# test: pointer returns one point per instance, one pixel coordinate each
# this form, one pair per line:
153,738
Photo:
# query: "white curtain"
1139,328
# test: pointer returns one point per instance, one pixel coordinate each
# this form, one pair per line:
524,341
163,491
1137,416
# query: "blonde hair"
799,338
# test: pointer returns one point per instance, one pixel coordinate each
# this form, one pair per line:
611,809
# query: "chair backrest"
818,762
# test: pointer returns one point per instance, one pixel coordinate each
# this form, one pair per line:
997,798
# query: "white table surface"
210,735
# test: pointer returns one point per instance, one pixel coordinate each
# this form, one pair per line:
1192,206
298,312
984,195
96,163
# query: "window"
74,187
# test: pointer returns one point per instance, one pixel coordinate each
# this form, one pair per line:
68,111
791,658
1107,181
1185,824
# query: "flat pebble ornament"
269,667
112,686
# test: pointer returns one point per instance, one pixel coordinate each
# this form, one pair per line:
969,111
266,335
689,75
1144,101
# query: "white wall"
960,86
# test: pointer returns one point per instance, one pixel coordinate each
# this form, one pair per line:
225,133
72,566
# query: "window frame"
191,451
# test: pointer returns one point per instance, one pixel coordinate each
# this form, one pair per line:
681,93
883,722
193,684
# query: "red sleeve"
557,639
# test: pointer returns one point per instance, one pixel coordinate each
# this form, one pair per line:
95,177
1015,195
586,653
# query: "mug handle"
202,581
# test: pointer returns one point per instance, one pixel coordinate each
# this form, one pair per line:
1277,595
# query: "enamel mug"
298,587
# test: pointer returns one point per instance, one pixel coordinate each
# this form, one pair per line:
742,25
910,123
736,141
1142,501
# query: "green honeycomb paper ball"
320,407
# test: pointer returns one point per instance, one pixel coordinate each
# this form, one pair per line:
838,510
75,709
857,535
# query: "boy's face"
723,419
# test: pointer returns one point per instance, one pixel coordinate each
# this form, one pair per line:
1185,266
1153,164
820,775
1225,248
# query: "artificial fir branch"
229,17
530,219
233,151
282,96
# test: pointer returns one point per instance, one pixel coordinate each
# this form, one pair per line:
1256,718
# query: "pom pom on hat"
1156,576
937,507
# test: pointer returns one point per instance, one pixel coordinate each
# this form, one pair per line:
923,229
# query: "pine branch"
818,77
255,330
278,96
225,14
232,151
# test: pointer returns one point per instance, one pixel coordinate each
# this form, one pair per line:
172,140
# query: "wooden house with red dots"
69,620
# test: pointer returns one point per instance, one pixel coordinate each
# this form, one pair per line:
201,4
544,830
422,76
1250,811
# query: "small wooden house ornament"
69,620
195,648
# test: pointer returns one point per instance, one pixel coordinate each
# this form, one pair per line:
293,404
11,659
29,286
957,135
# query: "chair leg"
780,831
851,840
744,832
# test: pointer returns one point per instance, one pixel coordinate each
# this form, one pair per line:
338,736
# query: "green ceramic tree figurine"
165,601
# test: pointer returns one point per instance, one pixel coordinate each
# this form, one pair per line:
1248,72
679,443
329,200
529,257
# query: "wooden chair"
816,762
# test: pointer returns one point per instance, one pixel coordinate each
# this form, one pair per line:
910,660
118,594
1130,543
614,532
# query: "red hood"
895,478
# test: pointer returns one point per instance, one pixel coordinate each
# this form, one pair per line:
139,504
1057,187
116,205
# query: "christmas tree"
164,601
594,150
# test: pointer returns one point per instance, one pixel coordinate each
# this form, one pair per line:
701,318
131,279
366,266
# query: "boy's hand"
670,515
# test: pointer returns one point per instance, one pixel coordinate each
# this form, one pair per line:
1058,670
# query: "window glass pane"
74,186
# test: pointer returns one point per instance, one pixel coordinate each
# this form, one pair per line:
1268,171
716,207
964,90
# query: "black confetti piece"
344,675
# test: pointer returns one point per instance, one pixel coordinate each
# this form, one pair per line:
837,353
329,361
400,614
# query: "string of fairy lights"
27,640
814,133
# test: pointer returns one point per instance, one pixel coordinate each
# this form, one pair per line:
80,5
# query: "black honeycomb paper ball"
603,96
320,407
---
— WHAT TO DO —
Using the listing above, please repeat every entry exactly.

— EXERCISE RESPONSE —
# test: pointer returns one point per instance, one pixel coordinate each
# this form, one pair per line:
153,738
Photo:
# query: "white curtain"
1139,328
# test: pointer returns one point per instance, one pixel coordinate each
# this form, one pair per line:
524,341
163,491
1137,416
# query: "blonde hair"
799,338
# test: pointer returns one point per instance, one pixel coordinate each
# this form, one pair per line:
611,809
# query: "chair backrest"
818,762
# test: pointer returns one point per instance, one pixel coordinate each
# this form, one pair per line:
997,798
# query: "white table surface"
210,735
# test: pointer returns one point per instance, one pixel coordinate each
# this form, one pair per line:
1192,206
298,312
984,195
96,163
# query: "window"
74,187
# test: pointer returns one point per instance, one pixel coordinate each
# this form, one pair per line:
68,111
791,658
1107,181
1185,824
# query: "flat pebble ornament"
269,667
112,686
# test: pointer returns one point per instance, one pixel coordinate each
# this form, one pair per line:
969,111
266,335
689,75
1144,101
# query: "white wall"
960,86
# test: pointer returns one point per instance, one pixel coordinate each
# this form, one pair per line:
225,133
72,566
# query: "window frame"
191,451
# test: pointer returns one point per instance, one pixel coordinate each
# this form, one pair per line:
681,93
883,722
193,684
# query: "red sleeve"
557,639
# test: pointer returns one point per instance, one pixel coordinate each
# this form, one pair per line:
95,177
1015,195
586,653
# query: "mug handle"
202,581
# test: pointer returns one point per instance, one pixel coordinate each
# this form, one pair per line:
1277,595
# query: "enamel mug"
298,587
# test: pointer returns one point per instance, one pixel coordinate each
# this form, one pair per line:
742,25
910,123
736,141
1142,501
# query: "green honeycomb paper ball"
320,407
# test: pointer returns one point per instance, one pixel coordinate each
# this form, one pair per line:
838,510
75,709
857,535
# query: "boy's face"
723,419
# test: pointer returns one point per instance, one pixel coordinate each
# this form, one pair per line:
1185,266
1153,164
820,775
1225,248
# query: "artificial fir branch"
229,17
530,219
233,151
282,96
# test: pointer returns one point per instance, one pixel coordinate each
# this form, one pair per line:
1256,718
# query: "pom pom on hat"
1156,576
937,507
# test: pointer returns one point per instance, one pixel coordinate each
# this form, one pair per line:
923,229
# query: "pine branch"
818,77
255,330
278,96
225,14
232,151
# test: pointer returns one point per instance, one pixel coordinate each
# this form, one pair per line:
172,140
# query: "wooden house with red dots"
69,620
# test: pointer returns one point per instance, one pixel coordinate each
# this form, one pair per line:
201,4
544,830
422,76
1250,811
# query: "small wooden house ornament"
69,620
195,648
# test: pointer returns one point per instance, one pixel coordinate each
# this form, one pair per line:
293,404
11,659
29,286
957,135
# query: "chair leg"
780,831
851,840
744,832
# test: pointer returns one point per instance, one pixel coordinate each
# this form, one pair per line:
338,736
# query: "green ceramic tree figurine"
165,601
# test: pointer returns one point per instance, one pixel coordinate each
# this form, one pair per line:
1248,72
679,443
329,200
529,257
# query: "wooden chair"
816,762
# test: pointer returns one point per instance, one pixel coordinate each
# this form, one pair per line:
910,660
118,594
1130,543
614,532
# query: "red hood"
895,478
# test: pointer returns one point per instance, one pixel coordinate each
# this form, one pair per line:
139,504
1057,187
116,205
# query: "christmas tree"
164,601
594,150
# test: pointer returns one point per instance, one pixel coordinate each
# this form, one pair per line:
701,318
131,279
366,266
# query: "boy's hand"
670,515
# test: pointer returns one point per instance, one pixel coordinate each
# this form, one pair per line:
1058,670
# query: "window glass pane"
74,186
# test: pointer returns one point per instance, one pixel coordinate each
# this form, one pair per line:
1268,171
716,207
964,90
# query: "black confetti piece"
344,675
# test: pointer returns one point per instance, one pixel coordinate each
# this form, one pair per line:
837,353
329,361
400,614
# query: "string of fairy lights"
27,640
814,133
# test: pointer returns one point per instance, one pixel coordinate each
# this form, one pair per line:
80,5
# query: "black honeycomb paper ball"
603,96
320,407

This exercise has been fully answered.